ACTIVITY:
Would you please write out each entry that follows, exactly as written?

##### DATA

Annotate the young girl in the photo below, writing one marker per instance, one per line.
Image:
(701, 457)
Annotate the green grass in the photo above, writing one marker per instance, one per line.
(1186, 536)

##########

REPLY TO THE EXERCISE:
Annotate the young girl in the photo below, writing one marker per instance, one per line.
Image:
(701, 457)
Annotate the green grass in the photo above, writing one marker per instance, one per line.
(1186, 536)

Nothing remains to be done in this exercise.